== Activity ==
In your copy, include every line of the listing below exactly but none of the pictures.

== Input records ==
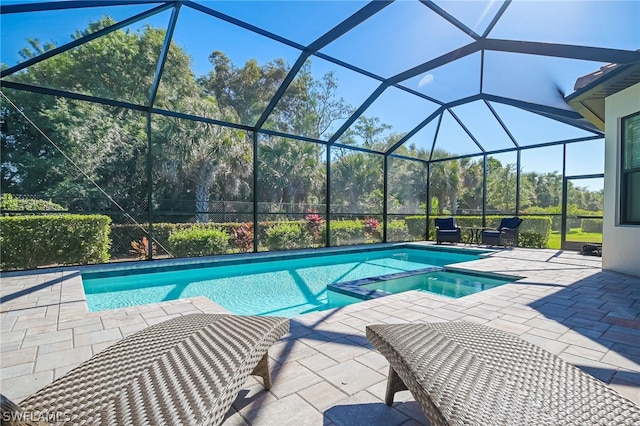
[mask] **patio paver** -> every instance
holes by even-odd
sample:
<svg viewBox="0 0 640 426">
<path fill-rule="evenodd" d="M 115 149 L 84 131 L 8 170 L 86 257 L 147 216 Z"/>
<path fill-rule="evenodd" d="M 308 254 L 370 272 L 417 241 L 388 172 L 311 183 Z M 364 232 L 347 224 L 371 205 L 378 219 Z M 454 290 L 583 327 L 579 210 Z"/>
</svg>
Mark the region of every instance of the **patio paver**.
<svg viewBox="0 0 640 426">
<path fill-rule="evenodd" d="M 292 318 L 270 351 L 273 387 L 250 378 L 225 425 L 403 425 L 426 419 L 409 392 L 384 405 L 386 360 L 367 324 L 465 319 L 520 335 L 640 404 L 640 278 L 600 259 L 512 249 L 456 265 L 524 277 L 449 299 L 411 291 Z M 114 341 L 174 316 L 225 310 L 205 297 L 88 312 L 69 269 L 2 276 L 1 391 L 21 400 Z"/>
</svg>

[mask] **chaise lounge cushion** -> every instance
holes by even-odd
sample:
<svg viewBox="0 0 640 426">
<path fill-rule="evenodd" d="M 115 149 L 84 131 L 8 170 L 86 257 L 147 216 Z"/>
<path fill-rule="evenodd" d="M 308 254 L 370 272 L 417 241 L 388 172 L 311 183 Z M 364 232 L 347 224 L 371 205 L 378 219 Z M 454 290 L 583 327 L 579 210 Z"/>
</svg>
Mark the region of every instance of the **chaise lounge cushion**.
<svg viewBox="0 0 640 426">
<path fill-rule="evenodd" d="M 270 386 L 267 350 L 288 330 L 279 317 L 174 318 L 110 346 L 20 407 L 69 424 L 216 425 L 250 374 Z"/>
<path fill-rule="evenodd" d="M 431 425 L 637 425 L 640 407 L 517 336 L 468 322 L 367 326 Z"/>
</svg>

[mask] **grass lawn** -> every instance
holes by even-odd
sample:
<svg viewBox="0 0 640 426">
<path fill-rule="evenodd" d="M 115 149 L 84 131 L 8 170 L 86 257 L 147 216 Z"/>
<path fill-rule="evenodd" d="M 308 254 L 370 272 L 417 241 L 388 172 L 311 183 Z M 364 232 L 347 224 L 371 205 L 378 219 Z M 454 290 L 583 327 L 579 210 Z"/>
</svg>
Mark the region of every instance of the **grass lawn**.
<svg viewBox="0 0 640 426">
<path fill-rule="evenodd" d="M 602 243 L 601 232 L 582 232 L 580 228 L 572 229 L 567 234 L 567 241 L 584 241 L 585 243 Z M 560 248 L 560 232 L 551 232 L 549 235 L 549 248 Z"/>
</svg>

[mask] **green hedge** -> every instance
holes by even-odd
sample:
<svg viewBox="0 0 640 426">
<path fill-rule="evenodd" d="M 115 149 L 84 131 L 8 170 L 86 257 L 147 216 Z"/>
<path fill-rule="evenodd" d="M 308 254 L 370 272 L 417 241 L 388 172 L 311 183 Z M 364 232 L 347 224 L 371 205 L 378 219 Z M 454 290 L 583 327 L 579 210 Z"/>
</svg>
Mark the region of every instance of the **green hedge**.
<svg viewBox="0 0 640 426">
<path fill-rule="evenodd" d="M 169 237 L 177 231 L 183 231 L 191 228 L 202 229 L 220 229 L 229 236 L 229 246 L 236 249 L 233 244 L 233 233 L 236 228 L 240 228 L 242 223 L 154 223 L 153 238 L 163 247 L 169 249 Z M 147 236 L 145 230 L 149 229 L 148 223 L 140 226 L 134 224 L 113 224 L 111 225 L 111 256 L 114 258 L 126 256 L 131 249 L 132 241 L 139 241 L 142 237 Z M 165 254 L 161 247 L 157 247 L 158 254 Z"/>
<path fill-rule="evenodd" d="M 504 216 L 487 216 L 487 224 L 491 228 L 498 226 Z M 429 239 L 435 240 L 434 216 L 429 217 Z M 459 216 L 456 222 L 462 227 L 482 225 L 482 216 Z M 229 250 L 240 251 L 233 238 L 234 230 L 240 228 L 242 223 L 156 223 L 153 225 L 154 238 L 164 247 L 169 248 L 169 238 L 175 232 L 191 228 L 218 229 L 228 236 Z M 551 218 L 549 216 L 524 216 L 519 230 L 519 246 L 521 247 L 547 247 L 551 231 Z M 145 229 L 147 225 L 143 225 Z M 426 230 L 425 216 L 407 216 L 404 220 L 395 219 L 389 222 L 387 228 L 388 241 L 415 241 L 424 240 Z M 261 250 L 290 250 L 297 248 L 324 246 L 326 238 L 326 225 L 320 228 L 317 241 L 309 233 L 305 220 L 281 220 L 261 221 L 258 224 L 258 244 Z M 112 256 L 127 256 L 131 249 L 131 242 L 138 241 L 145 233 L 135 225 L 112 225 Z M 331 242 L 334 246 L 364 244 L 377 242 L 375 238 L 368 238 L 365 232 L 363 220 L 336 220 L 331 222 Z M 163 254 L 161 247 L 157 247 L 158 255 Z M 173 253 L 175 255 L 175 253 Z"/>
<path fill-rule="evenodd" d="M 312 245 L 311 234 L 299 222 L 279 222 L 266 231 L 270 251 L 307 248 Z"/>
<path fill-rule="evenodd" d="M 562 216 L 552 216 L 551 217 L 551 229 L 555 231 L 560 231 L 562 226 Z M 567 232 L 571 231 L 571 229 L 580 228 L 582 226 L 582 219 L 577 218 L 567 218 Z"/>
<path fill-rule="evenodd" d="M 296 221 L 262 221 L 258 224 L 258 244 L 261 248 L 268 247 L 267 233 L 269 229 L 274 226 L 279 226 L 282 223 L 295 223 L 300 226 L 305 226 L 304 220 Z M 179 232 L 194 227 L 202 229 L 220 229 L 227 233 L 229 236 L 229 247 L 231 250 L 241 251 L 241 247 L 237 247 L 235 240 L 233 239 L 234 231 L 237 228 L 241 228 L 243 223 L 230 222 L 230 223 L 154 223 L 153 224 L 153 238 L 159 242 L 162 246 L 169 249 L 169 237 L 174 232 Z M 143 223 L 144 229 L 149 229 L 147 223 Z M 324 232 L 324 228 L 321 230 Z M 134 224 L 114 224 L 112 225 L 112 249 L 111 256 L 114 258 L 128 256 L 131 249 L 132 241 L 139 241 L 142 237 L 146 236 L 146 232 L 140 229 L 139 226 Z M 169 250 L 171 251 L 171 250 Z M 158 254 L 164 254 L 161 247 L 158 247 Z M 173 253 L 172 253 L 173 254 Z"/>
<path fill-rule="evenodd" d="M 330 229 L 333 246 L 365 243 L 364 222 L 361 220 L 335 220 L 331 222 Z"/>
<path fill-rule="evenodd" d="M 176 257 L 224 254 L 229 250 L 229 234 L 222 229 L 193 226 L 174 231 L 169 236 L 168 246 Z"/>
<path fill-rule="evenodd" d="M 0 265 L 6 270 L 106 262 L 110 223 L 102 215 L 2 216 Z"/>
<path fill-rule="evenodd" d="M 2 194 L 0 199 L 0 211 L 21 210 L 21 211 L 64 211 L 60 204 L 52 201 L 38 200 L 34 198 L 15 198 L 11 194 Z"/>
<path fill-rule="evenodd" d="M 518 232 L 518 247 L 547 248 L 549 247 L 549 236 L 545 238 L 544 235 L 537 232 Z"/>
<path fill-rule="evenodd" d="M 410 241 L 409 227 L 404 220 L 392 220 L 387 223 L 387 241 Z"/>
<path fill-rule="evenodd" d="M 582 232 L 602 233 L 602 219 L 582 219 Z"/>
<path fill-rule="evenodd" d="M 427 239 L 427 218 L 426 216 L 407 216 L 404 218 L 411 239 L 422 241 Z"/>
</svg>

== Result ==
[mask] **patio paver** -> every instance
holes by even-odd
sample:
<svg viewBox="0 0 640 426">
<path fill-rule="evenodd" d="M 115 149 L 84 131 L 8 170 L 86 257 L 147 216 Z"/>
<path fill-rule="evenodd" d="M 308 254 L 370 272 L 417 241 L 388 172 L 311 183 Z M 364 232 L 347 224 L 371 205 L 378 219 Z M 454 290 L 583 327 L 579 210 Z"/>
</svg>
Mark the region of every instance of the **patio paver**.
<svg viewBox="0 0 640 426">
<path fill-rule="evenodd" d="M 292 318 L 270 351 L 273 387 L 250 378 L 225 425 L 403 425 L 426 419 L 409 392 L 384 405 L 386 360 L 367 324 L 465 319 L 520 335 L 640 404 L 640 278 L 600 259 L 512 249 L 456 265 L 524 277 L 449 299 L 411 291 Z M 114 341 L 174 316 L 225 310 L 205 297 L 88 312 L 69 269 L 2 276 L 1 391 L 21 400 Z"/>
</svg>

[mask] **chaise lounge cushion** -> every instance
holes by even-odd
sample:
<svg viewBox="0 0 640 426">
<path fill-rule="evenodd" d="M 115 149 L 84 131 L 8 170 L 86 257 L 147 216 Z"/>
<path fill-rule="evenodd" d="M 308 254 L 370 272 L 417 241 L 388 172 L 311 183 Z M 364 232 L 347 224 L 371 205 L 378 219 Z M 454 290 L 583 327 L 579 210 Z"/>
</svg>
Mark the region of every instance of the **chaise lounge cushion**.
<svg viewBox="0 0 640 426">
<path fill-rule="evenodd" d="M 270 386 L 267 350 L 288 330 L 279 317 L 174 318 L 110 346 L 20 407 L 69 424 L 216 425 L 250 374 Z"/>
<path fill-rule="evenodd" d="M 431 425 L 637 425 L 640 407 L 517 336 L 468 322 L 367 326 Z"/>
</svg>

[mask] **grass lawn** -> every instance
holes by even-odd
sample:
<svg viewBox="0 0 640 426">
<path fill-rule="evenodd" d="M 115 149 L 84 131 L 8 170 L 86 257 L 147 216 Z"/>
<path fill-rule="evenodd" d="M 308 254 L 370 272 L 417 241 L 388 172 L 311 183 Z M 364 232 L 347 224 L 371 205 L 378 219 Z M 454 290 L 583 327 L 579 210 Z"/>
</svg>
Mark the region of every instance of the **grass lawn**.
<svg viewBox="0 0 640 426">
<path fill-rule="evenodd" d="M 602 243 L 601 232 L 582 232 L 580 228 L 572 229 L 567 234 L 567 241 L 584 241 L 585 243 Z M 560 248 L 560 232 L 551 232 L 549 235 L 549 248 Z"/>
</svg>

[mask] **green hedge** -> every instance
holes by even-odd
sample:
<svg viewBox="0 0 640 426">
<path fill-rule="evenodd" d="M 115 149 L 84 131 L 8 170 L 86 257 L 147 216 Z"/>
<path fill-rule="evenodd" d="M 308 254 L 370 272 L 417 241 L 388 172 L 311 183 Z M 364 232 L 347 224 L 371 205 L 378 219 Z M 454 290 L 583 327 L 579 210 Z"/>
</svg>
Mark the region of every instance of the **green hedge**.
<svg viewBox="0 0 640 426">
<path fill-rule="evenodd" d="M 169 237 L 177 231 L 183 231 L 191 228 L 202 229 L 220 229 L 229 236 L 229 246 L 236 249 L 233 244 L 233 233 L 236 228 L 240 228 L 242 223 L 154 223 L 153 238 L 163 247 L 169 249 Z M 147 236 L 145 230 L 149 229 L 148 223 L 140 226 L 134 224 L 113 224 L 111 225 L 111 256 L 114 258 L 126 256 L 131 249 L 132 241 L 139 241 L 142 237 Z M 165 254 L 161 247 L 157 247 L 158 254 Z"/>
<path fill-rule="evenodd" d="M 504 216 L 487 216 L 487 224 L 491 228 L 498 226 Z M 429 239 L 435 240 L 434 216 L 429 217 Z M 459 216 L 456 222 L 462 227 L 482 225 L 482 216 Z M 229 250 L 240 251 L 233 238 L 234 230 L 240 228 L 242 223 L 156 223 L 153 225 L 154 238 L 164 247 L 169 248 L 169 238 L 175 232 L 191 228 L 218 229 L 228 236 Z M 551 218 L 549 216 L 524 216 L 519 230 L 519 246 L 521 247 L 547 247 L 551 231 Z M 145 229 L 147 225 L 143 225 Z M 426 230 L 425 216 L 407 216 L 404 220 L 395 219 L 389 222 L 387 228 L 388 241 L 415 241 L 424 240 Z M 261 250 L 290 250 L 297 248 L 324 246 L 326 238 L 326 225 L 320 228 L 317 241 L 309 233 L 305 220 L 281 220 L 261 221 L 258 224 L 258 244 Z M 112 256 L 127 256 L 131 249 L 131 242 L 138 241 L 145 233 L 135 225 L 112 225 Z M 331 242 L 334 246 L 364 244 L 377 242 L 375 238 L 368 238 L 365 232 L 363 220 L 336 220 L 331 222 Z M 163 254 L 161 247 L 157 247 L 158 255 Z M 173 253 L 175 255 L 175 253 Z"/>
<path fill-rule="evenodd" d="M 312 245 L 311 234 L 299 222 L 279 222 L 266 231 L 270 251 L 307 248 Z"/>
<path fill-rule="evenodd" d="M 562 216 L 552 216 L 551 217 L 551 229 L 555 231 L 560 231 L 562 226 Z M 567 232 L 571 231 L 571 229 L 580 228 L 582 226 L 582 219 L 577 218 L 567 218 Z"/>
<path fill-rule="evenodd" d="M 296 221 L 262 221 L 258 224 L 258 244 L 261 248 L 268 247 L 267 233 L 269 229 L 274 226 L 279 226 L 282 223 L 295 223 L 300 226 L 305 226 L 304 220 Z M 179 232 L 194 227 L 202 229 L 220 229 L 227 233 L 229 236 L 229 247 L 231 250 L 241 251 L 241 247 L 237 247 L 235 240 L 233 239 L 234 231 L 237 228 L 241 228 L 243 223 L 230 222 L 230 223 L 154 223 L 153 224 L 153 238 L 159 242 L 162 246 L 169 249 L 169 237 L 174 232 Z M 143 223 L 144 229 L 149 229 L 147 223 Z M 324 232 L 324 228 L 321 230 Z M 134 224 L 114 224 L 112 225 L 112 249 L 111 256 L 114 258 L 128 256 L 131 249 L 132 241 L 139 241 L 142 237 L 146 236 L 146 232 L 140 229 L 139 226 Z M 169 250 L 171 251 L 171 250 Z M 158 254 L 164 254 L 161 247 L 158 247 Z M 173 253 L 172 253 L 173 254 Z"/>
<path fill-rule="evenodd" d="M 330 229 L 333 246 L 365 243 L 364 222 L 361 220 L 335 220 L 331 222 Z"/>
<path fill-rule="evenodd" d="M 176 257 L 224 254 L 229 250 L 229 234 L 222 229 L 193 226 L 174 231 L 169 236 L 168 246 Z"/>
<path fill-rule="evenodd" d="M 0 265 L 6 270 L 106 262 L 110 223 L 102 215 L 2 216 Z"/>
<path fill-rule="evenodd" d="M 2 194 L 0 199 L 0 211 L 21 210 L 21 211 L 64 211 L 60 204 L 52 201 L 38 200 L 34 198 L 15 198 L 11 194 Z"/>
<path fill-rule="evenodd" d="M 518 232 L 518 247 L 547 248 L 549 247 L 549 236 L 545 238 L 544 235 L 537 232 Z"/>
<path fill-rule="evenodd" d="M 410 241 L 409 227 L 404 220 L 392 220 L 387 223 L 387 241 Z"/>
<path fill-rule="evenodd" d="M 582 232 L 602 233 L 602 219 L 582 219 Z"/>
<path fill-rule="evenodd" d="M 427 239 L 427 218 L 426 216 L 407 216 L 404 218 L 411 239 L 422 241 Z"/>
</svg>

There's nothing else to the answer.